**Provided data:**
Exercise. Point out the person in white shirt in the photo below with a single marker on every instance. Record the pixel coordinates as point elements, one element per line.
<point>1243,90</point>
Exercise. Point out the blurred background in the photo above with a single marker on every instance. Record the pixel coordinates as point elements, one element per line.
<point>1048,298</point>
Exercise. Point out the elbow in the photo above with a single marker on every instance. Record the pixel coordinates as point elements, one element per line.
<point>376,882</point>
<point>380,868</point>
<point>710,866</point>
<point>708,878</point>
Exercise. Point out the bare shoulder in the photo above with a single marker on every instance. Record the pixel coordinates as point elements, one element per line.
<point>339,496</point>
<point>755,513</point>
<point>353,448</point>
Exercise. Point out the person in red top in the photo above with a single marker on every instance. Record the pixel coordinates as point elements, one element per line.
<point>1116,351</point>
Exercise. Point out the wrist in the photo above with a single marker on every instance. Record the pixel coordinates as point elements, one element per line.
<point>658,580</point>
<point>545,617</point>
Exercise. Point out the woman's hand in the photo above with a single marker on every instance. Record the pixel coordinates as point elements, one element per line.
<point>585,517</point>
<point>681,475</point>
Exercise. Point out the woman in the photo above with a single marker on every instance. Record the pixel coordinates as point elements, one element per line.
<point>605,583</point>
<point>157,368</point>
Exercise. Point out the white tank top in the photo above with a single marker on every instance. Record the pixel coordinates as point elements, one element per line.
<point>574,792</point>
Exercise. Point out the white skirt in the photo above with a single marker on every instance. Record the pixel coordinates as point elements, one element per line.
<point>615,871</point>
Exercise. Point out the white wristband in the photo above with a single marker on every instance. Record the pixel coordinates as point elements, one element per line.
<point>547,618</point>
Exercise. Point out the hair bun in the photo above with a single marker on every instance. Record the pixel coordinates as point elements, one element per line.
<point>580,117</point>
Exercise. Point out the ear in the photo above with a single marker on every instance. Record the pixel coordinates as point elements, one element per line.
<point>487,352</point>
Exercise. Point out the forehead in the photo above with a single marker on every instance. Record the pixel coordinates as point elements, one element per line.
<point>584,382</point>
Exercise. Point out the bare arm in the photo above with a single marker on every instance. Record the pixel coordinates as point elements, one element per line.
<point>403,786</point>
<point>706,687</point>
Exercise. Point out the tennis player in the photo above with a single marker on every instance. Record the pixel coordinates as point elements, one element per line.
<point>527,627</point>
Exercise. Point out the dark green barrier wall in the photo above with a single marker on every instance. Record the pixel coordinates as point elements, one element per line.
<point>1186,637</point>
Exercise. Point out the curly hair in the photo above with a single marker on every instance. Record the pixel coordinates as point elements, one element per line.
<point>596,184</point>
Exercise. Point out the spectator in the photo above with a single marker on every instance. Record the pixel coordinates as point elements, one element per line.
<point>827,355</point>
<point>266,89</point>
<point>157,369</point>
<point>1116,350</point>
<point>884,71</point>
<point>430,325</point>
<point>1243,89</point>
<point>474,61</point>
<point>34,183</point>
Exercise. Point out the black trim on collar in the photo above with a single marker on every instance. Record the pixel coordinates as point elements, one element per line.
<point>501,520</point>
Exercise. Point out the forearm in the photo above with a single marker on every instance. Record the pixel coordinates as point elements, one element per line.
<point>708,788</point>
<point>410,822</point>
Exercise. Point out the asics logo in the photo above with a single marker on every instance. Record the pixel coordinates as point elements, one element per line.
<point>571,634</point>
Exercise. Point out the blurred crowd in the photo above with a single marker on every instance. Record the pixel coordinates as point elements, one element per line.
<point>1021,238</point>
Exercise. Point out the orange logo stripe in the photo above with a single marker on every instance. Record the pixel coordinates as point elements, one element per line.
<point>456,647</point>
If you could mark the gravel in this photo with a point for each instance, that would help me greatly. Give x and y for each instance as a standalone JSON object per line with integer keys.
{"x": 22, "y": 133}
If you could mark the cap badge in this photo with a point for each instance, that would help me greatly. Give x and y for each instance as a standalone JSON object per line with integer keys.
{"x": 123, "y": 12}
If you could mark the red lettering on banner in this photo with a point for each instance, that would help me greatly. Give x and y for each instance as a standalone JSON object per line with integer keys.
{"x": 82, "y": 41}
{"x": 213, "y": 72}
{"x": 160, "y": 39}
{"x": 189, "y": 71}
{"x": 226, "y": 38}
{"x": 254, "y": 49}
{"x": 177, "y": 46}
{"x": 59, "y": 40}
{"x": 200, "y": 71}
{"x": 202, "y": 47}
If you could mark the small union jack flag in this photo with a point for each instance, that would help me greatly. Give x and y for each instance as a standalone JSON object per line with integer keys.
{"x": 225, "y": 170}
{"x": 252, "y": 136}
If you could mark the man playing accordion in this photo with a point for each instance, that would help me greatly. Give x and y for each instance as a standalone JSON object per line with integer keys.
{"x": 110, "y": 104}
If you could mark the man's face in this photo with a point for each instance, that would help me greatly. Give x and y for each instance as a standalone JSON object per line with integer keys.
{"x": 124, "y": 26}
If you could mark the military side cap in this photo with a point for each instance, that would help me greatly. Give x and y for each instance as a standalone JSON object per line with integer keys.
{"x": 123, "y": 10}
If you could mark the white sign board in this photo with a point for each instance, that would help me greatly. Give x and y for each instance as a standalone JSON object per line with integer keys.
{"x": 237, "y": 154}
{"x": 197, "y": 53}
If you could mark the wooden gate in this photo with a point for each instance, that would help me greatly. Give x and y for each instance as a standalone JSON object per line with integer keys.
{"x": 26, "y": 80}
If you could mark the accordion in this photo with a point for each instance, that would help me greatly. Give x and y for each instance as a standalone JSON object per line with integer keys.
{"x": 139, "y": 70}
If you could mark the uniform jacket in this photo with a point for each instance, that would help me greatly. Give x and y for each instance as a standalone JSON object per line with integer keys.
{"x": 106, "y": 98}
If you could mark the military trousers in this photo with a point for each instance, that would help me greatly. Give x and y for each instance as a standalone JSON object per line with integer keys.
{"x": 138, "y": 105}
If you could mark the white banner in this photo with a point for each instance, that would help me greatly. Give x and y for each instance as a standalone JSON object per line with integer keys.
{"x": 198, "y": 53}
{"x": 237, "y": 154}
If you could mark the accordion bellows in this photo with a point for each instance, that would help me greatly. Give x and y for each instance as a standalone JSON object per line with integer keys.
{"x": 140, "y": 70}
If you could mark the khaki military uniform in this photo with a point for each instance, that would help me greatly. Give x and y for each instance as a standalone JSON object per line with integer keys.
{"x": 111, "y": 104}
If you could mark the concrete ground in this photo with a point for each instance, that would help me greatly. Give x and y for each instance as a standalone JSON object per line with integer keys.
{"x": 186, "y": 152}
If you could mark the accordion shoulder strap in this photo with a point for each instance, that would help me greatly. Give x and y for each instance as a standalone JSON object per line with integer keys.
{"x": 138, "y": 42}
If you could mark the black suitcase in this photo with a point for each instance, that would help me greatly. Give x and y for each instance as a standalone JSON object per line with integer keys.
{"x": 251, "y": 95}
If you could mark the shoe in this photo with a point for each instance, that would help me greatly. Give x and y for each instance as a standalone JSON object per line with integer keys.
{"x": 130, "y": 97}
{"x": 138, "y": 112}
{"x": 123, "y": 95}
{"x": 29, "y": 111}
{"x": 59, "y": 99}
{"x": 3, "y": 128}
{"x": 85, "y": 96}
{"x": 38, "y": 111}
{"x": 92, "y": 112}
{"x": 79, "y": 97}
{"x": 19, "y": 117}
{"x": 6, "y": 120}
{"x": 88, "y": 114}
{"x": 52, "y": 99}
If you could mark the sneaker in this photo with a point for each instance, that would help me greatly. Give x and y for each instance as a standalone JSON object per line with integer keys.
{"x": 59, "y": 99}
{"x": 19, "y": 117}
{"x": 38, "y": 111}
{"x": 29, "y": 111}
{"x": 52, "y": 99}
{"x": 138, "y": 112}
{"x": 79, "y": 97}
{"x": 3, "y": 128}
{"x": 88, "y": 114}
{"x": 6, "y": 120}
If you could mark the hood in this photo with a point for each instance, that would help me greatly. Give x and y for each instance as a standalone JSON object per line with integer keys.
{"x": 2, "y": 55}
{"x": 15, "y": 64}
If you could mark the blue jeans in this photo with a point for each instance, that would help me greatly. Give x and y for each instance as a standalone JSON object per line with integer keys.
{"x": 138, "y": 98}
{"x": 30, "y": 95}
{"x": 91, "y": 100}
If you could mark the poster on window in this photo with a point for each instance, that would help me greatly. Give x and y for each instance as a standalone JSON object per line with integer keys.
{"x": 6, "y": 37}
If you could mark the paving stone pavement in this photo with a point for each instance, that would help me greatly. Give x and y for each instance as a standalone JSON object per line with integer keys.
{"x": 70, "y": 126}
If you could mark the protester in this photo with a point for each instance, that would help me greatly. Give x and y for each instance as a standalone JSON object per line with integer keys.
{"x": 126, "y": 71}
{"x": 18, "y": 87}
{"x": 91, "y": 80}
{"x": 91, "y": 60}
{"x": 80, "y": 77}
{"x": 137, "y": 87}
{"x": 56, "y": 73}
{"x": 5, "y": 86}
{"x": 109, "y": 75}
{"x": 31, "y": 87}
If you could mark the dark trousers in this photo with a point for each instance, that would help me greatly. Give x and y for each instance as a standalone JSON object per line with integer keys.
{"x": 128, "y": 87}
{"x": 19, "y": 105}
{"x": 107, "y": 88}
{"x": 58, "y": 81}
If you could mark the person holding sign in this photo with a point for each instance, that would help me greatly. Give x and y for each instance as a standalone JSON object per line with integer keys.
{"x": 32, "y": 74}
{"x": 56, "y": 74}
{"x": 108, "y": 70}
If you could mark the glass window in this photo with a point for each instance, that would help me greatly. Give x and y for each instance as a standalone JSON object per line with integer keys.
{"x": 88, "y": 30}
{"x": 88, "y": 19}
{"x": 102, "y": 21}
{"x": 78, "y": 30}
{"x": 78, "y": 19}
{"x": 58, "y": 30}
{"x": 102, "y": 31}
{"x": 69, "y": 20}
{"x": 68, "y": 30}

**Your task:**
Locate the line with "If you could mark the person" in the entries above; extract it and every line after it, verbatim.

**Exercise solution:**
If you could mark the person holding sign in this photo with a point for each instance, that would help me greatly. Give x and y for each instance as a standalone JSON object per line with integer keys.
{"x": 32, "y": 74}
{"x": 56, "y": 74}
{"x": 108, "y": 70}
If you could mark the glass window in this photo with a point for each instance, that would help me greatly. Give x and y for each instance as a standalone JSON object per line with integer keys.
{"x": 88, "y": 30}
{"x": 88, "y": 19}
{"x": 102, "y": 21}
{"x": 78, "y": 30}
{"x": 78, "y": 19}
{"x": 58, "y": 30}
{"x": 102, "y": 31}
{"x": 69, "y": 20}
{"x": 68, "y": 30}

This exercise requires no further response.